→ Artículo
Mamá, Mabel Delfina Suárez de Torres, no quería saber sobre la partida de “su nene”. No estaba contenta, le costaba dormir y los miedos la dominaban. Esos miedos, que son también sentimientos, la cegaban cada tanto. El corazón de madre suele reaccionar de esa manera. Son corazones especiales. Unicos. Y son corazones entendibles, motivo por el cual pocas veces reciben condena. Vieja, quedate tranquila que voy y vuelvo en tres semanas, le decía Sergio, comprendiendo y aceptando su dolor. Una frase para calmar al órgano que late. Una mentira para ganar tiempo hasta que ese corazón se acostumbre. Papá, Raúl Oscar Torres, mostraba reacciones similares. Si bien no obviaba que su hijo iría tras el gran sueño, tampoco le resultaba fácil. Ya lo estaba extrañando antes de llegar al Aeropuerto Internacional de Ezeiza… Hermana, Rosana Mabel Torres, tenía una sentencia. “Te doy un mes como máximo en Inglaterra”, le decía y lo justificaba afirmando que su “hermanito”, al que le lleva apenas dos años, era “muy familiero”, que no sabía hacer nada por su cuenta, que en la casa ni siquiera lavaba los platos y por eso volvería pronto. Rosana, con su pronóstico al margen, apoyaba como nadie o como pocos esta iniciativa. Era la fanática número 3, detrás de papá y mamá.

→ Material extraído

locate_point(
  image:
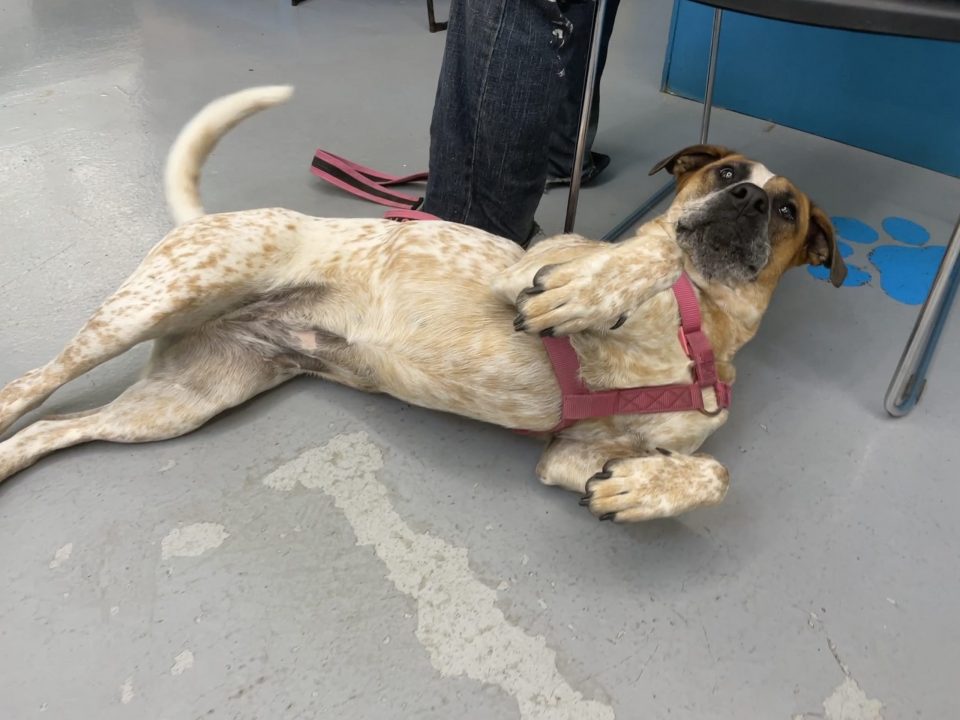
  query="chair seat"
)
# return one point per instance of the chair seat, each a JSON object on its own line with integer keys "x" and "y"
{"x": 930, "y": 19}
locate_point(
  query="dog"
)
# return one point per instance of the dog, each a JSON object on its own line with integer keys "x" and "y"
{"x": 443, "y": 316}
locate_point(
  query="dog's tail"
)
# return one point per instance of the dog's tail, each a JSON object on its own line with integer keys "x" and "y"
{"x": 198, "y": 138}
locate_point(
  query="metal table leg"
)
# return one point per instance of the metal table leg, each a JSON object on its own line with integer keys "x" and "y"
{"x": 654, "y": 200}
{"x": 910, "y": 377}
{"x": 589, "y": 84}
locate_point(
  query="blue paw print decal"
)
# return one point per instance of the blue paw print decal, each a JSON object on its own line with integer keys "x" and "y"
{"x": 906, "y": 270}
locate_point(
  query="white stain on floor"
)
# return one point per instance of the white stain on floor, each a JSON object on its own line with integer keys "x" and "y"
{"x": 126, "y": 691}
{"x": 458, "y": 621}
{"x": 182, "y": 662}
{"x": 848, "y": 701}
{"x": 61, "y": 556}
{"x": 192, "y": 540}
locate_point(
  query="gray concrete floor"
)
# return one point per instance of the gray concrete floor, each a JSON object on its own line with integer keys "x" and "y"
{"x": 323, "y": 554}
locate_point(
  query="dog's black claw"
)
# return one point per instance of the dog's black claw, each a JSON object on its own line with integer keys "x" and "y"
{"x": 541, "y": 274}
{"x": 608, "y": 467}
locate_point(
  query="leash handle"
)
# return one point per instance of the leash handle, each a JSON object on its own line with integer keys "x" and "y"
{"x": 364, "y": 182}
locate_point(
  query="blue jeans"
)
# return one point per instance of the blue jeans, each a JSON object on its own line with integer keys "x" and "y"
{"x": 507, "y": 109}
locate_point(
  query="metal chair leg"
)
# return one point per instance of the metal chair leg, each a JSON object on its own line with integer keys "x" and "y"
{"x": 910, "y": 377}
{"x": 589, "y": 84}
{"x": 654, "y": 200}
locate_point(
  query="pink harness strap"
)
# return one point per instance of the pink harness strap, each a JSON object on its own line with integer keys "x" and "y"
{"x": 579, "y": 403}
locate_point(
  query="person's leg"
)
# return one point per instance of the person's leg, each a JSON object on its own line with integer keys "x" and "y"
{"x": 575, "y": 54}
{"x": 496, "y": 104}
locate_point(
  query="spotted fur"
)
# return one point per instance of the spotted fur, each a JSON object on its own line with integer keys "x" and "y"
{"x": 441, "y": 315}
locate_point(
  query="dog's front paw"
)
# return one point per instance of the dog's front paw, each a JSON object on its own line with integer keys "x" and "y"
{"x": 660, "y": 485}
{"x": 571, "y": 297}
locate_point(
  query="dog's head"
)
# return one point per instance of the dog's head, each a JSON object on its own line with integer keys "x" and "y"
{"x": 740, "y": 224}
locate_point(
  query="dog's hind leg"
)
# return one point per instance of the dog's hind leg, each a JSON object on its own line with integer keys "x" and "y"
{"x": 623, "y": 485}
{"x": 190, "y": 379}
{"x": 199, "y": 271}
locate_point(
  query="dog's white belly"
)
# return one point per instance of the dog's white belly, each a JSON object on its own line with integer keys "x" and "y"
{"x": 414, "y": 305}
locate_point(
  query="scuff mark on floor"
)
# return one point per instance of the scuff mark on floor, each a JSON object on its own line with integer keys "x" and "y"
{"x": 61, "y": 556}
{"x": 848, "y": 701}
{"x": 182, "y": 662}
{"x": 192, "y": 540}
{"x": 458, "y": 621}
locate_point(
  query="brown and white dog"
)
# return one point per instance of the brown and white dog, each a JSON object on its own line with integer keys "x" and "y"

→ Consigna A
Reproduce íntegramente el artículo sobre la partida de Sergio y la reacción de su familia, sin alterar nada.
→ Consigna B
Localiza en los registros todas las líneas que contienen la cadena "tail" y cópialas. Ten en cuenta que se distinguen mayúsculas y minúsculas.

→ Respuesta del ejercicio A
Mamá, Mabel Delfina Suárez de Torres, no quería saber sobre la partida de “su nene”. No estaba contenta, le costaba dormir y los miedos la dominaban. Esos miedos, que son también sentimientos, la cegaban cada tanto. El corazón de madre suele reaccionar de esa manera. Son corazones especiales. Unicos. Y son corazones entendibles, motivo por el cual pocas veces reciben condena. Vieja, quedate tranquila que voy y vuelvo en tres semanas, le decía Sergio, comprendiendo y aceptando su dolor. Una frase para calmar al órgano que late. Una mentira para ganar tiempo hasta que ese corazón se acostumbre. Papá, Raúl Oscar Torres, mostraba reacciones similares. Si bien no obviaba que su hijo iría tras el gran sueño, tampoco le resultaba fácil. Ya lo estaba extrañando antes de llegar al Aeropuerto Internacional de Ezeiza… Hermana, Rosana Mabel Torres, tenía una sentencia. “Te doy un mes como máximo en Inglaterra”, le decía y lo justificaba afirmando que su “hermanito”, al que le lleva apenas dos años, era “muy familiero”, que no sabía hacer nada por su cuenta, que en la casa ni siquiera lavaba los platos y por eso volvería pronto. Rosana, con su pronóstico al margen, apoyaba como nadie o como pocos esta iniciativa. Era la fanática número 3, detrás de papá y mamá.

→ Respuesta del ejercicio B
  query="dog's tail"
# return one point per instance of the dog's tail, each a JSON object on its own line with integer keys "x" and "y"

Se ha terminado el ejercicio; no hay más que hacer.